━━━ Records for the exercise ━━━

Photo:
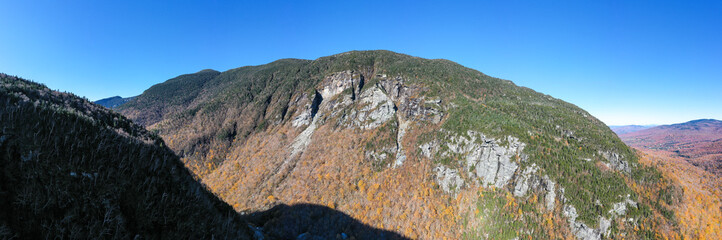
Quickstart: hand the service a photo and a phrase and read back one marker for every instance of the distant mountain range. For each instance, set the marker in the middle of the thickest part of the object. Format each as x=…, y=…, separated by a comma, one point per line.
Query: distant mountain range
x=70, y=169
x=622, y=129
x=425, y=147
x=700, y=141
x=113, y=102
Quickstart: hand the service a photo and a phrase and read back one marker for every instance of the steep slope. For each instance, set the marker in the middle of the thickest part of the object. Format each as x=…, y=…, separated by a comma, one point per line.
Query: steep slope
x=113, y=102
x=424, y=147
x=619, y=130
x=696, y=195
x=698, y=141
x=73, y=169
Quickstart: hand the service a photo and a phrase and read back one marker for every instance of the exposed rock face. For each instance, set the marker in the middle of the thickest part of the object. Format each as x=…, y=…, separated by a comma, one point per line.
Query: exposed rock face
x=338, y=82
x=526, y=179
x=580, y=230
x=550, y=197
x=377, y=108
x=620, y=208
x=486, y=159
x=489, y=161
x=417, y=109
x=448, y=179
x=616, y=161
x=400, y=154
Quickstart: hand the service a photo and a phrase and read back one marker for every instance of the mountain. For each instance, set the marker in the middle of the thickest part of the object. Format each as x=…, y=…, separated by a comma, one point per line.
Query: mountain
x=113, y=102
x=622, y=129
x=699, y=141
x=423, y=147
x=72, y=169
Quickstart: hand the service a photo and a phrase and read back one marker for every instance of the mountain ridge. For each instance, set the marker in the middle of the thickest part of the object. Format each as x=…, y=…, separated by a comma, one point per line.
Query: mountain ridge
x=699, y=141
x=74, y=169
x=278, y=130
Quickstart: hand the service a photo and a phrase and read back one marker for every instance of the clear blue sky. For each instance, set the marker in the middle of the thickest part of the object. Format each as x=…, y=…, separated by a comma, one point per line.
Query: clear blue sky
x=626, y=62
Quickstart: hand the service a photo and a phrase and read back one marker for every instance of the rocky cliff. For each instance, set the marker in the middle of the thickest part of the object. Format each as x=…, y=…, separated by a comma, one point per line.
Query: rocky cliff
x=427, y=148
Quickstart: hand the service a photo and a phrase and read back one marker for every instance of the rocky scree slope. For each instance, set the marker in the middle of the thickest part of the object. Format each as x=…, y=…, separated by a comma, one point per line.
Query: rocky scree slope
x=427, y=148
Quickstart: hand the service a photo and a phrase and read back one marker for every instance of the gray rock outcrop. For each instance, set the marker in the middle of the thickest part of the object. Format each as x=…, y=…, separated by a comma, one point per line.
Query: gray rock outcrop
x=448, y=179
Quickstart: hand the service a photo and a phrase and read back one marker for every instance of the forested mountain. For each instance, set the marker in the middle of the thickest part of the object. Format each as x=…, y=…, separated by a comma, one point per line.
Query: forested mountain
x=698, y=141
x=71, y=169
x=113, y=102
x=623, y=129
x=427, y=148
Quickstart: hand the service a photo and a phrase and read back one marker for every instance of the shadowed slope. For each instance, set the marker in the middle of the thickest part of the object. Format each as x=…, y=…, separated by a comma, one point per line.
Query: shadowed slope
x=73, y=169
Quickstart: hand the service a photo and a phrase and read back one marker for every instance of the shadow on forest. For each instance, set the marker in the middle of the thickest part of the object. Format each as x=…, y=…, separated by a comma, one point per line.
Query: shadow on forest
x=310, y=221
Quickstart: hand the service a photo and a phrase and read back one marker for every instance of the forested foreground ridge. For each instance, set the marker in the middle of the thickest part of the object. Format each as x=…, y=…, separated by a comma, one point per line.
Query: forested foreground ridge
x=423, y=147
x=71, y=169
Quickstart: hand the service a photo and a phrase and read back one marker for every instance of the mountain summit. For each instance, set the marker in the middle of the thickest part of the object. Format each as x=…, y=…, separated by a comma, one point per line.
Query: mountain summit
x=425, y=147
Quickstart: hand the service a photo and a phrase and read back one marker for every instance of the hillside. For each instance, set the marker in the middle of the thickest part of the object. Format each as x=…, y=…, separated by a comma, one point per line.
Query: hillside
x=71, y=169
x=113, y=102
x=698, y=141
x=622, y=129
x=427, y=148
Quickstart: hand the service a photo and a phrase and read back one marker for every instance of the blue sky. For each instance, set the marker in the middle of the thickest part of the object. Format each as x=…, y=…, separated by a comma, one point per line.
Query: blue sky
x=626, y=62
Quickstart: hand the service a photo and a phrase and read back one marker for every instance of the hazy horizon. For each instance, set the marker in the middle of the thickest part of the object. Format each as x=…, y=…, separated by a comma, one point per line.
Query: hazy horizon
x=626, y=63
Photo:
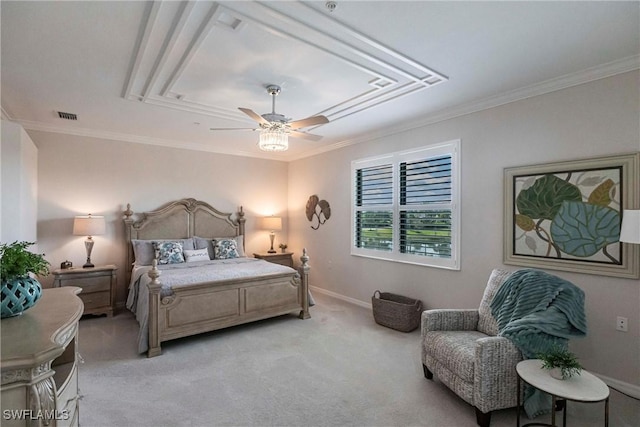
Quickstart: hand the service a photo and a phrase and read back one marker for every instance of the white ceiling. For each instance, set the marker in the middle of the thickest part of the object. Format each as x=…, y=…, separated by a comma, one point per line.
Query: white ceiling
x=166, y=72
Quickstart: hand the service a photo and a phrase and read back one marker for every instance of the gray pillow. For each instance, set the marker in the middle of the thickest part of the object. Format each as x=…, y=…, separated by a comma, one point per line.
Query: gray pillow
x=202, y=242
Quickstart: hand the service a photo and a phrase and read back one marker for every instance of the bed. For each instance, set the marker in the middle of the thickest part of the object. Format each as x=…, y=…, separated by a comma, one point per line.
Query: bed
x=173, y=298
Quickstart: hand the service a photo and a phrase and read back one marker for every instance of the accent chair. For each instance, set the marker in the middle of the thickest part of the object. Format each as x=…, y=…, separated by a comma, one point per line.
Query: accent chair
x=462, y=349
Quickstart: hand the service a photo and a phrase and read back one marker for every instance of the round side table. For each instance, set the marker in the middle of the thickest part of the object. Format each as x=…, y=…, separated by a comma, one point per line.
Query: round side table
x=585, y=387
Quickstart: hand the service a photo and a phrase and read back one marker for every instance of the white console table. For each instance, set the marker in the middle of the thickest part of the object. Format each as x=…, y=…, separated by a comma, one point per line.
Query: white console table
x=40, y=363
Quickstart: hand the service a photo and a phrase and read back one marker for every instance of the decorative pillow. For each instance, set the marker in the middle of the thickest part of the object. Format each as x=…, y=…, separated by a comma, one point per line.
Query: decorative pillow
x=202, y=243
x=168, y=252
x=144, y=251
x=226, y=249
x=196, y=255
x=487, y=323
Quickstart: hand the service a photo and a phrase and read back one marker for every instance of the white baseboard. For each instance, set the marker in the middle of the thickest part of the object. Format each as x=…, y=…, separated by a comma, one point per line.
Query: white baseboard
x=341, y=297
x=623, y=387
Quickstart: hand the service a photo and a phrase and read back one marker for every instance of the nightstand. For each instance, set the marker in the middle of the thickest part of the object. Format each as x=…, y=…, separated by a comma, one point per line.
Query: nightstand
x=283, y=258
x=98, y=286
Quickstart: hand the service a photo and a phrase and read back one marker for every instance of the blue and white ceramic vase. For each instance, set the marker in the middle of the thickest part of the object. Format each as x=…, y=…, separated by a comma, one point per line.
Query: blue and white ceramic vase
x=19, y=295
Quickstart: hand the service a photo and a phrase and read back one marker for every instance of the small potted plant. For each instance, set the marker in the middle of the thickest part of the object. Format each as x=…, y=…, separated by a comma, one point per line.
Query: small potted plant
x=561, y=363
x=18, y=268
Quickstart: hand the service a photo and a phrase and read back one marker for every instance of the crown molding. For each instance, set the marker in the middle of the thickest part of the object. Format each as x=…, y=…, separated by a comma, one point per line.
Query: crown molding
x=624, y=65
x=136, y=139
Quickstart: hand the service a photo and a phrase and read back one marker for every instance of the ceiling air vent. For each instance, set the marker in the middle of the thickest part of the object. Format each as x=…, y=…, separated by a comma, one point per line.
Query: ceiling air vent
x=67, y=116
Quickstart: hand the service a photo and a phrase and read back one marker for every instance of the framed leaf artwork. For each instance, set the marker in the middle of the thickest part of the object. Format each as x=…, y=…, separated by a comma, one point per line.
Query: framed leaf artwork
x=567, y=215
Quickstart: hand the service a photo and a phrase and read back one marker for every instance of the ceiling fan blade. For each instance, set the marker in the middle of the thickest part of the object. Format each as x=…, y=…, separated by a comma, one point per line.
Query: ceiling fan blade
x=309, y=121
x=305, y=135
x=255, y=116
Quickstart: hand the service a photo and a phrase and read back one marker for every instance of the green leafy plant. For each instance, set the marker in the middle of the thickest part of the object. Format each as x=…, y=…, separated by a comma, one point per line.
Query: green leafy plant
x=16, y=261
x=561, y=358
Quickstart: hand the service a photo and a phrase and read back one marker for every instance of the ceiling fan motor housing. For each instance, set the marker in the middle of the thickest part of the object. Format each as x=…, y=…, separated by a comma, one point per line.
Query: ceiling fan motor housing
x=275, y=117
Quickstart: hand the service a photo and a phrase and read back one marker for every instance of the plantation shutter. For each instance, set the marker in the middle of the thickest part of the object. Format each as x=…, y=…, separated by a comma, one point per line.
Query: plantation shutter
x=374, y=189
x=425, y=207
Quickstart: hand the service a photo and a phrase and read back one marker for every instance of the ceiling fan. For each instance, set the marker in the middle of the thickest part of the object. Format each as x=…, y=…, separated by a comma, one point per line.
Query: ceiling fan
x=273, y=125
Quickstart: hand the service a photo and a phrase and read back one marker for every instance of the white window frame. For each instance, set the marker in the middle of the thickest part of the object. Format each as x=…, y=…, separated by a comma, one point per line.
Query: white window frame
x=395, y=159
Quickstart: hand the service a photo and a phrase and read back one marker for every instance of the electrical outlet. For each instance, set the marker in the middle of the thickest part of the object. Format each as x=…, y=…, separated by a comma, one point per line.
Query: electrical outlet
x=621, y=324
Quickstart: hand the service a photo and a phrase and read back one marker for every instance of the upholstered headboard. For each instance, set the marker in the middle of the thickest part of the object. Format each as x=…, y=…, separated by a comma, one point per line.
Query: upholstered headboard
x=181, y=219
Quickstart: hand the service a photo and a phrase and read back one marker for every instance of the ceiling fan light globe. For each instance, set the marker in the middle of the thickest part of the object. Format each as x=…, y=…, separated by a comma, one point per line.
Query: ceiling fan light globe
x=273, y=140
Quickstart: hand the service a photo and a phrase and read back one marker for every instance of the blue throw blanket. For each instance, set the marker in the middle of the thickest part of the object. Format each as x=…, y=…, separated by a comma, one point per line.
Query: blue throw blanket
x=537, y=311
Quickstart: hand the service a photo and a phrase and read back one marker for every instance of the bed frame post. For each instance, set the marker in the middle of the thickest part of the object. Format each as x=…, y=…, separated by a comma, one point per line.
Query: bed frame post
x=304, y=273
x=241, y=220
x=128, y=222
x=154, y=305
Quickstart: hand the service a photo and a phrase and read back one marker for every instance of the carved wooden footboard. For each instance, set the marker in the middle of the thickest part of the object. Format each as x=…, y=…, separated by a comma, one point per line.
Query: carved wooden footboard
x=206, y=307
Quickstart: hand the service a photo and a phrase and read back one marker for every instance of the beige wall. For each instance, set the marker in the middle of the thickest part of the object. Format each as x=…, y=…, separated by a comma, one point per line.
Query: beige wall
x=594, y=119
x=79, y=175
x=19, y=171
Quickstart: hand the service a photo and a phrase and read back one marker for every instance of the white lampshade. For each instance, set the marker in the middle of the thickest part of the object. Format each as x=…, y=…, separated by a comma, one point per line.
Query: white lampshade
x=630, y=229
x=88, y=225
x=273, y=223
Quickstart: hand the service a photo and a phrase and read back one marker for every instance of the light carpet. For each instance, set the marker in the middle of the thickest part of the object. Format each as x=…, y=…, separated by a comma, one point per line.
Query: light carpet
x=338, y=368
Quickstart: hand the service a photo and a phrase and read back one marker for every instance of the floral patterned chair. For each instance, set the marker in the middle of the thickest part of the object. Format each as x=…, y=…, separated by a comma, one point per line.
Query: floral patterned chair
x=462, y=349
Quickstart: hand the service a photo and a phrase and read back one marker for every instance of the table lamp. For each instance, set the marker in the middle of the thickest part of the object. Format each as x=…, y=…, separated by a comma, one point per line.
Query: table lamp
x=273, y=224
x=88, y=225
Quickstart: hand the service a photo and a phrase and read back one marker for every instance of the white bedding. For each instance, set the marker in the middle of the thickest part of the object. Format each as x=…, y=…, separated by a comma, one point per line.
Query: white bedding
x=185, y=274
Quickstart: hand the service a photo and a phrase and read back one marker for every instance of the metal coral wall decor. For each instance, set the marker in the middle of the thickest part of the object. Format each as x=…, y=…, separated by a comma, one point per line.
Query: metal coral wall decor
x=319, y=210
x=566, y=215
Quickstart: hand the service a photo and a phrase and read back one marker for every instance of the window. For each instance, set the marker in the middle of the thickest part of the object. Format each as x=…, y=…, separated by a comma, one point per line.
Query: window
x=406, y=206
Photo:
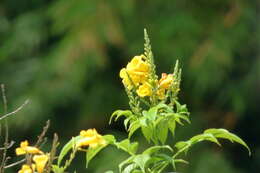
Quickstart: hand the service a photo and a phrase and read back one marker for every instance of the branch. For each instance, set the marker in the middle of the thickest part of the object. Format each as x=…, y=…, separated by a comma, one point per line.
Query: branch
x=15, y=111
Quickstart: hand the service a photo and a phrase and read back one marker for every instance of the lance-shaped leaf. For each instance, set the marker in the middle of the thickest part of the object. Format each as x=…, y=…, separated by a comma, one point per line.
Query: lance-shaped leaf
x=127, y=146
x=93, y=151
x=117, y=114
x=67, y=147
x=225, y=134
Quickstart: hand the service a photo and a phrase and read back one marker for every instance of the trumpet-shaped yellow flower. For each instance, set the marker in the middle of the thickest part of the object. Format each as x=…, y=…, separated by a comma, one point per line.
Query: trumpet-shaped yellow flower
x=165, y=81
x=161, y=94
x=90, y=138
x=27, y=169
x=144, y=90
x=25, y=148
x=40, y=161
x=136, y=72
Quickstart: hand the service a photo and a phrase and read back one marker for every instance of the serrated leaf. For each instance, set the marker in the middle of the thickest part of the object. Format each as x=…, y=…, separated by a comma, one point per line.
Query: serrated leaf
x=126, y=121
x=147, y=132
x=109, y=172
x=172, y=126
x=225, y=134
x=133, y=127
x=127, y=146
x=129, y=168
x=67, y=147
x=203, y=137
x=141, y=161
x=181, y=161
x=110, y=139
x=118, y=113
x=162, y=131
x=57, y=169
x=125, y=162
x=92, y=152
x=183, y=144
x=155, y=149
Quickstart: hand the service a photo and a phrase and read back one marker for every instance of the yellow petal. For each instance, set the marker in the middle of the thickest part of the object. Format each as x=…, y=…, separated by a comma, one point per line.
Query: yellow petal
x=33, y=150
x=144, y=90
x=20, y=151
x=40, y=161
x=24, y=144
x=26, y=169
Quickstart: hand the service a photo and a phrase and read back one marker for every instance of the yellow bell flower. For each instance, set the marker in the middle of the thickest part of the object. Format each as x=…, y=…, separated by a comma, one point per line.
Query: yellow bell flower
x=27, y=169
x=137, y=70
x=40, y=161
x=144, y=90
x=25, y=148
x=165, y=81
x=90, y=138
x=161, y=93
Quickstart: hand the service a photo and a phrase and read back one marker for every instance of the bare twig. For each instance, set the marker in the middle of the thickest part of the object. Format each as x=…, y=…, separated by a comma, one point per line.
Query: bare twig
x=15, y=111
x=9, y=145
x=4, y=156
x=55, y=144
x=15, y=163
x=41, y=136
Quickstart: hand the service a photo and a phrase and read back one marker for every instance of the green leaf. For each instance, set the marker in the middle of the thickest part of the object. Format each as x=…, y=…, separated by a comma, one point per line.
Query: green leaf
x=225, y=134
x=133, y=127
x=110, y=139
x=126, y=162
x=109, y=172
x=57, y=169
x=162, y=131
x=127, y=146
x=92, y=152
x=119, y=113
x=147, y=132
x=141, y=160
x=155, y=149
x=130, y=168
x=172, y=126
x=67, y=147
x=203, y=137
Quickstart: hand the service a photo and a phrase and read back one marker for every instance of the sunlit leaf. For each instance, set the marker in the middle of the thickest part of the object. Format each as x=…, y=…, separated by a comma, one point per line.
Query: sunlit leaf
x=67, y=147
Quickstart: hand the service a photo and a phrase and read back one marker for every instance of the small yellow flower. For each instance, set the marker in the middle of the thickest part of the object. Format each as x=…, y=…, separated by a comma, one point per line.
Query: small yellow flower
x=137, y=70
x=144, y=90
x=165, y=81
x=27, y=169
x=161, y=93
x=90, y=138
x=25, y=148
x=40, y=161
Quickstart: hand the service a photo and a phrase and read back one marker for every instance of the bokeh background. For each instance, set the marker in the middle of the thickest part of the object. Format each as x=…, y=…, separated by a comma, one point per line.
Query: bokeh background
x=65, y=57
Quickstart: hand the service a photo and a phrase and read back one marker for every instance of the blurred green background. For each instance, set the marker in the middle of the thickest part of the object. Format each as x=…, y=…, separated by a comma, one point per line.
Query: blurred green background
x=65, y=56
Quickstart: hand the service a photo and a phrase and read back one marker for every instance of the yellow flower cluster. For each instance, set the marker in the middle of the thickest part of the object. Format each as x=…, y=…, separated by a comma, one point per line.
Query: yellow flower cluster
x=136, y=74
x=40, y=159
x=90, y=138
x=164, y=84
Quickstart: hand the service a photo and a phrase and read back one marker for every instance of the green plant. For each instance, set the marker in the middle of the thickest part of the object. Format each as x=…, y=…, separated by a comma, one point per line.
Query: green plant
x=154, y=109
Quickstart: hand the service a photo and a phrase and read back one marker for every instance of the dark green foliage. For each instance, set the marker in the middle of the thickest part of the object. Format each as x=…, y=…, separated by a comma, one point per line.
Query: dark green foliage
x=64, y=56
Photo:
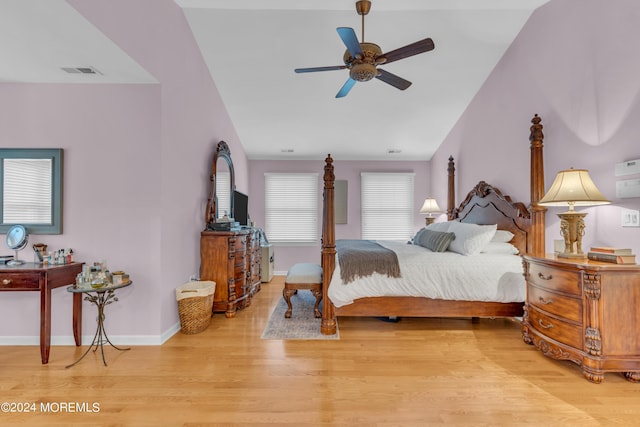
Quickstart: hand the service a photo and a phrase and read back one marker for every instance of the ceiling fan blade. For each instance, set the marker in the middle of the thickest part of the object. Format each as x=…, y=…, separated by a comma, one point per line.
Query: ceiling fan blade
x=393, y=80
x=350, y=40
x=407, y=51
x=344, y=90
x=314, y=69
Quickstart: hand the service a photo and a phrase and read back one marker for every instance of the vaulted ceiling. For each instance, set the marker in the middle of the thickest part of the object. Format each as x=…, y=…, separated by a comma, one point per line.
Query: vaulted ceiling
x=252, y=47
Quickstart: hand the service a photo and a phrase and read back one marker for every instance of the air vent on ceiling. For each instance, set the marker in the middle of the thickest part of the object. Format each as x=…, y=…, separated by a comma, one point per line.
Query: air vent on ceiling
x=81, y=70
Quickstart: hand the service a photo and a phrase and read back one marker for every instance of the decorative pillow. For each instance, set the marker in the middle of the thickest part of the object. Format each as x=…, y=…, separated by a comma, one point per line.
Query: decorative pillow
x=470, y=238
x=436, y=241
x=502, y=236
x=500, y=248
x=415, y=238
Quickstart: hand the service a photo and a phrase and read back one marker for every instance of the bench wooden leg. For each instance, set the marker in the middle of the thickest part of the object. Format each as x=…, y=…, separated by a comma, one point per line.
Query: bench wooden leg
x=286, y=293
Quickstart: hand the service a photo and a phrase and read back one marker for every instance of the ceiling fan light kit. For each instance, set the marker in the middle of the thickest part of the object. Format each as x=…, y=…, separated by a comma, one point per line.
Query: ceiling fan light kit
x=362, y=58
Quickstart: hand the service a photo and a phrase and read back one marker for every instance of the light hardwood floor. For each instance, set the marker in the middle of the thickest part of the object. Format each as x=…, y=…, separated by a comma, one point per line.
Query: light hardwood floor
x=417, y=372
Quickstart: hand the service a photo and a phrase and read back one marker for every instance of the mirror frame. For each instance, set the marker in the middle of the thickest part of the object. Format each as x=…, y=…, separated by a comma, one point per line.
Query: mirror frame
x=56, y=155
x=222, y=152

━━━

In the material above, find the line with "of the mirror"; then retype it and every line after it through the last, exactly as written.

Problem solution:
Quickstart: hand the service a photo and a phrase and read back one marker for every instance of the mirror frame. For each instance, set the marker in the middle of the thickest part of the object. Format each as x=…, y=…, separated by a comma, one point per line.
Query: mirror frame
x=56, y=155
x=222, y=152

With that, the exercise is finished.